_Exercise directions_
Each line below should be quoted exactly, please.

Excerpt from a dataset
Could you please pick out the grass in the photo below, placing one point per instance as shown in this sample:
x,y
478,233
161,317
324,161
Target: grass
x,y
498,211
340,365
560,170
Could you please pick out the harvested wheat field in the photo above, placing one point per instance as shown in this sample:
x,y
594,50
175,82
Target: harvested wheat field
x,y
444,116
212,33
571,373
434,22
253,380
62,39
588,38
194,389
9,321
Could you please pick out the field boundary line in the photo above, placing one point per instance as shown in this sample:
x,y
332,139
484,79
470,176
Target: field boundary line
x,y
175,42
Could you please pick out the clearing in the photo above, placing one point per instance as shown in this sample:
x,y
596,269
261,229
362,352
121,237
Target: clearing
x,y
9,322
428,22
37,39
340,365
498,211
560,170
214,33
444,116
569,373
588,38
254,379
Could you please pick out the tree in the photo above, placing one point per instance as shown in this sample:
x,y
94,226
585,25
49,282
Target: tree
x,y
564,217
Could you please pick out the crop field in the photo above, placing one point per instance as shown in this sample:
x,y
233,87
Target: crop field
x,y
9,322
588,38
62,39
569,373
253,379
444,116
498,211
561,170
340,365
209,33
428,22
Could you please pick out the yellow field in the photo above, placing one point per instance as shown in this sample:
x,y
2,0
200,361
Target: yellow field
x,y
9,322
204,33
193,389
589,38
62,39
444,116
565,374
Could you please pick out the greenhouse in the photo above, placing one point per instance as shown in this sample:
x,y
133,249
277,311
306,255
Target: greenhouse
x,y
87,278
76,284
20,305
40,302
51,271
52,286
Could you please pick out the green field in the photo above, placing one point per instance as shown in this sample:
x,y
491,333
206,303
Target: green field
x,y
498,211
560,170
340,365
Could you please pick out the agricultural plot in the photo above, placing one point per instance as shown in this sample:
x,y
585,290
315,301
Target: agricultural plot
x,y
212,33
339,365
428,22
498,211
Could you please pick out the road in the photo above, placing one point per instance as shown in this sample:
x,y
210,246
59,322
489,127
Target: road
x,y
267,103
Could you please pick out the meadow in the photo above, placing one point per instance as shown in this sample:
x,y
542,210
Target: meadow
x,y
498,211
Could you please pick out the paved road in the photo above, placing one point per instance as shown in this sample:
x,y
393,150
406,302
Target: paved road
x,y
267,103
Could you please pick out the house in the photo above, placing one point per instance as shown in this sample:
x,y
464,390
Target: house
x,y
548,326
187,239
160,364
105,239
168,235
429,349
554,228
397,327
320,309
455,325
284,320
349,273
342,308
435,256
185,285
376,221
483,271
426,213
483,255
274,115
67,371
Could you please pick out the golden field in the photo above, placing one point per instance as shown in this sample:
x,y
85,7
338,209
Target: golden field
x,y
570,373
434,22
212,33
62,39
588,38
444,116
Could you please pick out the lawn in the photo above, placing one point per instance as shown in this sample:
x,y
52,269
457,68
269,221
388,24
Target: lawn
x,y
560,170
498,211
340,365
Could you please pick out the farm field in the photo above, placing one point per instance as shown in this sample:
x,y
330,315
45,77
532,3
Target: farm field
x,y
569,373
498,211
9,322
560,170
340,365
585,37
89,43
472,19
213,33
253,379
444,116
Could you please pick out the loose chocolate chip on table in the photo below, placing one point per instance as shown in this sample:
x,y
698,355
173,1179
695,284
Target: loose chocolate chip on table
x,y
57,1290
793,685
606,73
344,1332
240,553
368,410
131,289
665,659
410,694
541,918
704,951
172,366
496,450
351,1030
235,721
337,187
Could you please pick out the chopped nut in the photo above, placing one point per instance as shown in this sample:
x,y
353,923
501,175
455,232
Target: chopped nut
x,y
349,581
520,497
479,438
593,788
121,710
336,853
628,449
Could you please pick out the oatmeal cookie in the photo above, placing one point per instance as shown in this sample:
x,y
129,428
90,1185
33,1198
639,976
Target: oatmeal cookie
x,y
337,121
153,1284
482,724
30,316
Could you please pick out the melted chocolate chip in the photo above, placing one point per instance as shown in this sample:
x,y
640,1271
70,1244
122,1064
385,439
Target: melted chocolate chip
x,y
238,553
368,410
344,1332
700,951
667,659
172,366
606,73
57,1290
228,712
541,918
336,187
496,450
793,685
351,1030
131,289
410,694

_Result of this task_
Could you please pick out the grass in the photo below, placing one point per instance as shown in this sample:
x,y
478,233
161,317
324,161
Target: grass
x,y
498,211
340,365
560,170
Could you please pick out the harvested wheat field in the photo above, placing one point per instance as shown in this sample:
x,y
594,50
175,82
Target: harvested wheat field
x,y
444,116
212,33
571,373
434,22
253,380
62,39
588,38
194,389
9,321
Could you please pick out the field boundary line in the photo above, placing one point per instance as shown in this sample:
x,y
332,139
484,79
470,176
Target: field boundary line
x,y
175,42
Could you please pick out the clearing in the photo above, placing one point per instance as shown in this sample:
x,y
596,269
261,229
362,352
121,237
Target: clearing
x,y
9,322
428,22
37,39
340,365
498,211
560,170
214,33
444,116
569,373
588,38
254,379
Could you please pick out the tree in the photo above, placing one point per instance as shown in this sample:
x,y
94,226
585,25
49,282
Target: tree
x,y
564,217
Could you please pick out the crop field in the photo above, placing one point per instance as shown in this sample:
x,y
233,87
Target: crop field
x,y
9,322
588,38
62,39
569,373
253,379
444,116
498,211
561,170
340,365
209,33
428,22
Could you please pick out the yellow field in the photo above, placing one point per instance as shown in this sample:
x,y
2,0
200,361
Target: yellow field
x,y
9,322
204,33
193,389
589,38
62,39
444,116
565,374
Could you please pick out the greenhouse in the photo above, placing one point per instance as shown in this sample:
x,y
133,249
277,311
306,255
Target: greenhouse
x,y
87,278
76,284
20,305
40,302
51,271
52,286
Could you please pick out the green field in the photo above, placing one point per instance as shown in this sample:
x,y
491,333
206,303
Target: green field
x,y
498,211
560,170
340,365
Could you please pick out the agricultural plot in the photo above, placing one point per instance as shown in this sample:
x,y
585,290
315,301
Target: agricultural plot
x,y
212,33
339,365
428,22
498,211
Could you please pick out the road in the photo above, placing one point per instance as shown in this sample:
x,y
210,246
59,322
489,127
Target: road
x,y
267,103
Could you please pick out the meadow in the photo above, placing one point per instance as shown in this sample:
x,y
542,210
Target: meadow
x,y
498,211
Could you please pick out the paved road in the photo above, placing one point per instance as shown in this sample:
x,y
393,150
406,302
Target: paved road
x,y
267,103
Could you please pick out the house in the photo above, placing one point per instance as shown in this sample:
x,y
464,390
Target: house
x,y
548,326
187,239
160,364
105,239
168,235
429,349
554,228
397,327
320,309
455,325
284,320
349,273
342,308
435,256
185,285
376,221
483,271
426,213
483,255
274,115
67,371
Could you please pick out the golden field in the photo above, placing one point per instance as shown in this sample:
x,y
85,7
338,209
Target: golden field
x,y
570,373
434,22
212,33
62,39
588,38
444,116
Could you please pick out the lawn in the photo above, placing one point per instance as shown in this sample:
x,y
52,269
457,68
269,221
388,24
Target: lawn
x,y
560,170
498,211
340,365
Could you please pick out the farm field in the photo above, placing one point per instance as shown in this sample:
x,y
330,315
45,77
532,3
Target: farm field
x,y
569,373
498,211
9,322
560,170
340,365
585,37
89,43
472,19
213,33
253,379
444,116
Could you please pick out the loose chocolate chip on table in the photo below, placing one point per instance as shown in this sample:
x,y
698,355
173,1179
695,284
Target: loose chocolate chip on table
x,y
57,1290
793,685
606,73
344,1332
240,553
368,410
131,289
665,659
410,694
541,918
704,951
172,366
496,450
351,1030
235,721
337,187
Could you please pick out the chopped nut in the photo above, placing one point per instance as shown in this sample:
x,y
353,923
501,175
455,232
Target: chopped nut
x,y
349,581
520,497
479,438
593,788
121,710
336,853
628,449
Could you please pick out the oatmeal cookie in the photo above, placing one point per instance as shown in this sample:
x,y
129,428
90,1185
33,1198
639,976
Target: oatmeal cookie
x,y
337,121
153,1284
482,724
30,316
Could you please pick out the melted chocolate chip in the photo above, placing one point per instance as shown in this sample:
x,y
640,1271
70,1244
122,1064
385,439
Target: melted chocolate chip
x,y
238,553
368,410
344,1332
700,951
667,659
172,366
606,73
57,1290
228,712
541,918
336,187
496,450
793,685
351,1030
131,289
410,694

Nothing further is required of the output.